» EXTRACT:
+ + +
'Let us help': Bow Valley College nursing students weeks shy of graduating seek changes to criteria

Bow Valley College nursing students just weeks away from graduation say if they were on track to graduate before the COVID-19 pandemic was declared, they should — so that they can join other health professionals on the front line in this time of need.

Students say they have the necessary skills to help during the COVID-19 pandemic

Bow Valley College nursing students Chris McKelvie and Morgan Winn are asking their school and provincial regulators to consider changing graduation requirements this year so that they can get to work and help the health-care system during COVID-19. (CBC)

Bow Valley College nursing students just weeks away from graduation say if they were on track to graduate before the COVID-19 pandemic was declared, they should — so that they can join other health professionals on the front line in this time of need.

The college said it removed students from practicum last week at the request of its health-care work placement organizations to help the health-care system focus on the demands of COVID-19.

'We're skilled and ready to work'

Nursing student Morgan Winn had three and a half weeks left in her practicum before she would qualify to apply for a temporary licence and work as a Licensed Practical Nurse (LPN) in Alberta. 

Winn believes accommodations should be made so that she and other students who were set to graduate next month can put their skills to use during the COVID-19 pandemic.

"It's not like we're unequipped to go and help. We're skilled and ready to work," she said.

"It's important people realize we're not at the beginning of our nursing journey, we're weeks away from graduation … we were just in the clinics and hospitals working, using our skills for good."

'We're the hands, let us help'

Fellow nursing student Chris McKelvie said now, more than ever, the health-care system needs all hands on deck.

"We are the hands, so let us help. We're basically just sitting at home twiddling our thumbs waiting to do something really good," he said.

"We paid a lot of good money to become a nurse, and now that they need them more than ever, they're not letting us help. It's very frustrating."

'Move learners back into the system'

Nora MacLachlan, dean of Bow Valley's School of Health and Wellness, said the college agrees that these students —who are close to graduating and in good academic standing — should be in the field as soon as possible. But, in the immediate days following the declaration of the pandemic and local state of emergency, she said the college needed to act.

"We needed to just pull back and allow our health-care system to regroup, and do that with without having hundreds of learners coming to their place with varying levels of education and knowledge at particular times in their programs," said MacLachlan. 

"We've taken everyone out of the placements for now and we're looking at ways that we can strategically — and in an organized fashion — have learners move back into the system."

Winn said late last week she wrote a letter to the premier and started a petition seeking the school and regulators to consider either allowing students to complete their hours for graduation, fast track those weeks away from graduating, or exempt them from the final graduation criteria "in this time of medical crisis."
+ + +
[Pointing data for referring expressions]
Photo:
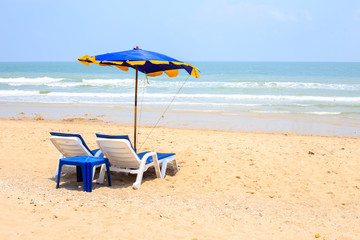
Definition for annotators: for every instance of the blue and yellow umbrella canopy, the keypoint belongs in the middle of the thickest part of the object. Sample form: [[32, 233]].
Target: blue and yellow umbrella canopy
[[150, 63]]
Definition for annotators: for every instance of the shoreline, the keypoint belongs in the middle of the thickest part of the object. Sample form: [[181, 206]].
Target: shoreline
[[227, 121]]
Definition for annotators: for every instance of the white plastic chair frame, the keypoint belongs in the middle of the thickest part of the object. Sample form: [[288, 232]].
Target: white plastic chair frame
[[71, 147], [124, 159]]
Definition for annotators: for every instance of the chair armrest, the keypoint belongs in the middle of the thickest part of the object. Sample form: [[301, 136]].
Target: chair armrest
[[98, 153]]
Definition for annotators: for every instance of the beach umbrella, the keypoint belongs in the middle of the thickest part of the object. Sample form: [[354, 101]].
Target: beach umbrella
[[152, 64]]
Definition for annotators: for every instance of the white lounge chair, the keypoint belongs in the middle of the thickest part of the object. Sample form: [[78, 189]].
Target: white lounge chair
[[123, 158], [72, 145]]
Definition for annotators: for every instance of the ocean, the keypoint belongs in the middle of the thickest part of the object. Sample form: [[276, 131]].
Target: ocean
[[309, 90]]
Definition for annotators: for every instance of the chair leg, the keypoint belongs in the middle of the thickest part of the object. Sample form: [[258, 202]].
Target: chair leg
[[108, 172], [59, 173], [163, 169], [94, 169], [138, 181], [175, 165], [85, 177], [102, 174], [90, 170], [79, 177]]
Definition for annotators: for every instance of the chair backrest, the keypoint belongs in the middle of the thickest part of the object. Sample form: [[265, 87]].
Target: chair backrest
[[119, 152], [70, 145]]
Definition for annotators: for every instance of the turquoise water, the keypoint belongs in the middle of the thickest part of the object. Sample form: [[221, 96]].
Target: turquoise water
[[305, 89]]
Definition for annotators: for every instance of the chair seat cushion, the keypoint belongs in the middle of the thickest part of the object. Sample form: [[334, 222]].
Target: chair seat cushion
[[159, 155], [72, 135]]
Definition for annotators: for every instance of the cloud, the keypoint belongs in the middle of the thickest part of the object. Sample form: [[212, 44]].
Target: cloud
[[356, 15], [238, 12], [281, 15]]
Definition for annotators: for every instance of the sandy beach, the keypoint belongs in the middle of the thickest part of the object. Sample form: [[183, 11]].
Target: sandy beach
[[232, 185]]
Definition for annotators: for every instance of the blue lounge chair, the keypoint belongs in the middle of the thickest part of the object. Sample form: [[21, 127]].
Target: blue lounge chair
[[123, 158], [71, 145]]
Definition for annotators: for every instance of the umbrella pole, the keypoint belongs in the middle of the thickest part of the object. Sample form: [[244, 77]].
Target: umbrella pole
[[135, 114]]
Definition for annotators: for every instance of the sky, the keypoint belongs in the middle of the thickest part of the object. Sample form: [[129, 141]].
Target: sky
[[188, 30]]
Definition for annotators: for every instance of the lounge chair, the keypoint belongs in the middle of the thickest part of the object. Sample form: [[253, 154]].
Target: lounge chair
[[71, 145], [123, 158]]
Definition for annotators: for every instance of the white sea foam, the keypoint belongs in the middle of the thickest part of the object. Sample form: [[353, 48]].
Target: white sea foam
[[15, 93], [56, 82], [35, 81], [323, 113], [189, 97]]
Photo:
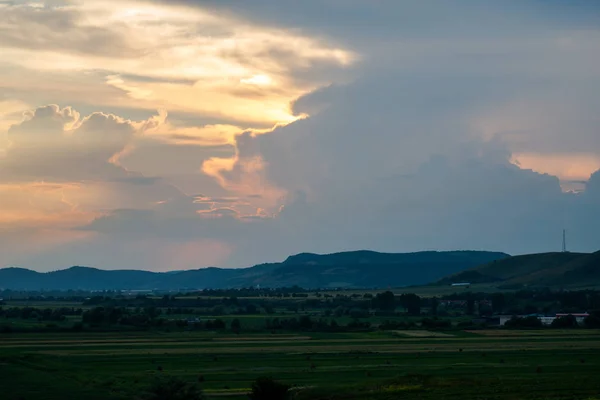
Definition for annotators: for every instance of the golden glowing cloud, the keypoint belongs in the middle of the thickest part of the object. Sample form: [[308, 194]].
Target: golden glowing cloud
[[572, 167], [164, 56]]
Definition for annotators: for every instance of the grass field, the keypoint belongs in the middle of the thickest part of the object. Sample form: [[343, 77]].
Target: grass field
[[426, 365]]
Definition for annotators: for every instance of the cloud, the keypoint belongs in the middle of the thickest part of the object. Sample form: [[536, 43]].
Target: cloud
[[156, 56], [315, 126]]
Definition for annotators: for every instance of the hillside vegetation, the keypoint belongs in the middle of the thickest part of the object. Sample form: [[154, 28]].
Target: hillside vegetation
[[359, 269], [568, 270]]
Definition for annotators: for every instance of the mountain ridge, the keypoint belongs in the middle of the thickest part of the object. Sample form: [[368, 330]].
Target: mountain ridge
[[351, 269], [554, 270]]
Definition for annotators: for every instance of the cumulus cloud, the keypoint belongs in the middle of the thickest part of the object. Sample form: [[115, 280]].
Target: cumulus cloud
[[457, 126], [163, 55]]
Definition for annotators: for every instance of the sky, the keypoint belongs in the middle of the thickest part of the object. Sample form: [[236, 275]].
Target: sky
[[168, 135]]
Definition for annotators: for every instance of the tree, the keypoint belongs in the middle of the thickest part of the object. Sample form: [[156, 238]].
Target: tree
[[434, 305], [568, 321], [412, 303], [385, 301], [236, 326], [174, 389], [266, 388], [592, 321], [498, 303]]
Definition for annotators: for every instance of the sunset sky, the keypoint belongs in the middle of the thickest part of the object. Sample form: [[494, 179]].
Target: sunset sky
[[162, 135]]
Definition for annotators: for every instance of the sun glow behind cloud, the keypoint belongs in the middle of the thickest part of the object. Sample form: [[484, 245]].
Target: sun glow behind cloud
[[165, 56]]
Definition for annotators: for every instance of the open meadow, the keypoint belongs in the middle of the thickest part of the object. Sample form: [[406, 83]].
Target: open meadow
[[493, 364]]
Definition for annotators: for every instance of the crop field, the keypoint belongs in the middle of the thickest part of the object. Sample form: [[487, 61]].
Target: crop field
[[375, 365]]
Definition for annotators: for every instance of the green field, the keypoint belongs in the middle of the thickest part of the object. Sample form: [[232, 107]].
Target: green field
[[493, 364]]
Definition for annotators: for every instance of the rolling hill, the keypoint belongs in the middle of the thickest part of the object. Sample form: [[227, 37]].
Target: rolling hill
[[555, 270], [364, 269]]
+ + +
» TRY IT: Pick up the news article on the Bow Valley College nursing students where it ends and write the next part.

» EXERCISE ANSWER:
As of Monday evening, the online petition had nearly 4,000 signatures. 

'It's really about meeting those learning outcomes'

Winn said students need answers, and the communication between students and the college hasn't provided all the answers they're asking.

"The last email we got said students who worked 120 hours would be given two credits and then would be allowed to finish the remaining hours after COVID-19 blew over," said Winn.

"They didn't address the students with under 120 hours which makes us believe that they would have to restart their entire preceptorship."

But MacLachlan said in these circumstances it's about more than just hours. 

"Last week in our former world — [in that] way of doing things it was easy to just look at it in terms of hours," she said. "But it's really about meeting those learning outcomes and the competencies that reflect their level of ability and capability when it comes to standards of care and standards of practice." 

Right now, MacLachlan said the focus is on making sure standards are maintained when those students are able to enter the workforce. 

"We're gathering data from evaluations that may have been written about the learners and putting that information into some organized data [so] that we can then look at potential flexibility around how they're meeting those outcomes," she said.

"It might not look like it used to look but we will definitely be really looking at that competency and how they're meeting that competency."

'Working toward that'

MacLachlan the college is currently working closely with regulators including the College of Licensed Practical Nurses in Alberta on ways they can best accommodate students and get them in the field.

"We're absolutely working toward that. We just are in the first week of this crisis and what we don't need is a crisis in the crisis," she said.

MacLachlan said she hopes to have things figured out so she can update students soon, and offer any help and resources they can to Alberta Health Services. 

"One of the ways that we can help is to offer our learners who would like to be in those places and have met the learning outcome where they can actually help facilitate what's happening in there," she said.